Pick up the xarray commit diff on _Unsigned attribute support at its final line and continue writing it.

____ EXCERPT TO READ

Automate interpretation of _Unsigned attribute (#1453)

deeplycloudy · shoyer · commit e3e6db5b1bf9 · 2017-07-28T10:39:04.000-07:00
* Add support for _Unsigned attribute

* Update docstrings with new unsigned behavior

* Cast to unsigned with copy instead of view, fixing infinite recursion. Move _Unsigned between attributes and encoding

* Fix default argument for is_unsigned

* Separate test for unsigned roundtrip

* Move unsigned support out of mask_and_scale, update whats-new

* Fix what's new date and add issue

* Putting enhancement in correct section of whats-new

* Turn off _FillValue support provided by PyNIO. Let xarray handle it.

* Convert _FillValue when _Unsigned is present

* PEP8

* No need to convert unsigned fill value if there is not fill value

* PEP8

* yet more PEP8

* Be more careful with _Unsigned attribute check

* Better fencing for attribute checks. Style fixes. Test for dtypes.
diff --git a/doc/whats-new.rst b/doc/whats-new.rst
@@ -24,6 +24,10 @@ Enhancements
 - More attributes available in :py:attr:`~xarray.Dataset.attrs` dictionary when
   raster files are opened with :py:func:`~xarray.open_rasterio`.
   By `Greg Brener <https://github.com/gbrener>`_
+- Support for NetCDF files using an ``_Unsigned`` attribute to indicate that a
+  a signed integer data type should be interpreted as unsigned bytes
+  (:issue:`1444`).
+  By `Eric Bruning <https://github.com/deeplycloudy>`_.
 
 - Speed-up (x 100) of :py:func:`~xarray.conventions.decode_cf_datetime`.
   By `Christian Chwala <https://github.com/cchwala>`_.
diff --git a/xarray/backends/pynio_.py b/xarray/backends/pynio_.py
@@ -42,6 +42,9 @@ def __init__(self, filename, mode='r', autoclose=False):
         import Nio
         opener = functools.partial(Nio.open_file, filename, mode=mode)
         self.ds = opener()
+        # xarray provides its own support for FillValue,
+        # so turn off PyNIO's support for the same.
+        self.ds.set_option('MaskedArrayMode', 'MaskedNever')
         self._autoclose = autoclose
         self._isopen = True
         self._opener = opener
diff --git a/xarray/conventions.py b/xarray/conventions.py
@@ -552,6 +552,34 @@ def __getitem__(self, key):
         return np.asarray(self.array[key], dtype=self.dtype)

________
____ DATASET ENTRIES

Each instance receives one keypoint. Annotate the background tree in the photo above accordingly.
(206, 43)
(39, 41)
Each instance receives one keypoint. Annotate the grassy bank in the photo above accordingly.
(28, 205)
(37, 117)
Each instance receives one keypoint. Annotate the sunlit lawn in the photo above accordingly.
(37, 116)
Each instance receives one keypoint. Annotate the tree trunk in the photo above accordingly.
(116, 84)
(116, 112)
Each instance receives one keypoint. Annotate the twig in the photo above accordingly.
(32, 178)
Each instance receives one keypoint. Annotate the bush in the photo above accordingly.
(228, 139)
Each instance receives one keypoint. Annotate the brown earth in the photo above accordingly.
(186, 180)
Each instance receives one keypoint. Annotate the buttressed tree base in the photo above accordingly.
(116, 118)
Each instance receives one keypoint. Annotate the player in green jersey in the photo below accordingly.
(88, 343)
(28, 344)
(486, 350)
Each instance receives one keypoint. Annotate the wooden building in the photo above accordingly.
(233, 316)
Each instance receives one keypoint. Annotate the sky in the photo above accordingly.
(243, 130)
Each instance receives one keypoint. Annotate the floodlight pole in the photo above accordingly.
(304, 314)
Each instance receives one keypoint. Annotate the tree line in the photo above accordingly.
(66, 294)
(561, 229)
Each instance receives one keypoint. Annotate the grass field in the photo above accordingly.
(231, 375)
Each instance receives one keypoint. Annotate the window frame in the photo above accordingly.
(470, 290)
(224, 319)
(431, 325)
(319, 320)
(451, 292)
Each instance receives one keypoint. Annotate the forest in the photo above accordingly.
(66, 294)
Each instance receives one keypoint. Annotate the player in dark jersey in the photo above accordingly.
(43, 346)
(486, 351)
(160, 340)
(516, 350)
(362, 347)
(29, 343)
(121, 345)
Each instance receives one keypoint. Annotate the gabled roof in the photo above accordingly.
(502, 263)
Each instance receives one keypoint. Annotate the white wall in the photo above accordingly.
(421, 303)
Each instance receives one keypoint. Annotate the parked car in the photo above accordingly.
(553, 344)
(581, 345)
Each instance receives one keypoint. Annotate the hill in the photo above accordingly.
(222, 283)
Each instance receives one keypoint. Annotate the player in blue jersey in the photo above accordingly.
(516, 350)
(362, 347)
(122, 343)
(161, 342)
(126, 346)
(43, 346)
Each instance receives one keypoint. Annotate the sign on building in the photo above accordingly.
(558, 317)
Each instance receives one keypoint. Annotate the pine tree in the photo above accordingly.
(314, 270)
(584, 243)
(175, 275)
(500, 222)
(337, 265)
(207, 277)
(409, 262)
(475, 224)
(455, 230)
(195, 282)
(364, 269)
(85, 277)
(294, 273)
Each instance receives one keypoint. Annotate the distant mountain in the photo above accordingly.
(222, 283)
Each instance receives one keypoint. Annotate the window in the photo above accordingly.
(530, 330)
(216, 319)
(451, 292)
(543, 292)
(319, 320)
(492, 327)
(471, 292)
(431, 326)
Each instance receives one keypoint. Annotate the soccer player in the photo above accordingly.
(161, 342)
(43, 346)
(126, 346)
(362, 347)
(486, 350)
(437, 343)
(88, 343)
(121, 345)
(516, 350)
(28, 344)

________

* TASK RESULT *
+class UnsignedIntTypeArray(utils.NDArrayMixin):
+    """Decode arrays on the fly from signed integer to unsigned
+    integer. Typically used when _Unsigned is set at as a netCDF
+    attribute on a signed integer variable.
+
+    >>> sb = np.asarray([0, 1, 127, -128, -1], dtype='i1')
+
+    >>> sb.dtype
+    dtype('int8')
+
+    >>> UnsignedIntTypeArray(sb).dtype
+    dtype('uint8')
+
+    >>> UnsignedIntTypeArray(sb)[:]
+    array([  0,   1, 127, 128, 255], dtype=uint8)
+    """
+    def __init__(self, array):
+        self.array = array
+        self.unsigned_dtype = np.dtype('u%s' % array.dtype.itemsize)
+
+    @property
+    def dtype(self):
+        return self.unsigned_dtype
+
+    def __getitem__(self, key):
+        return np.asarray(self.array[key], dtype=self.dtype)
+
+
 def string_to_char(arr):
     """Like netCDF4.stringtochar, but faster and more flexible.
     """
@@ -655,6 +683,14 @@ def maybe_encode_dtype(var, name=None):
                                   'any _FillValue to use for NaNs' % name,
                                   RuntimeWarning, stacklevel=3)
                 data = duck_array_ops.around(data)[...]
+                if encoding.get('_Unsigned', False):
+                    signed_dtype = 'i%s' % dtype.itemsize
+                    if '_FillValue' in var.attrs:
+                        old_fill = np.asarray(attrs['_FillValue'])
+                        new_fill = old_fill.astype(signed_dtype)
+                        attrs['_FillValue'] = new_fill
+                    data = data.astype(signed_dtype)
+                    pop_to(encoding, attrs, '_Unsigned')
             if dtype == 'S1' and data.dtype != 'S1':
                 data = string_to_char(np.asarray(data, 'S'))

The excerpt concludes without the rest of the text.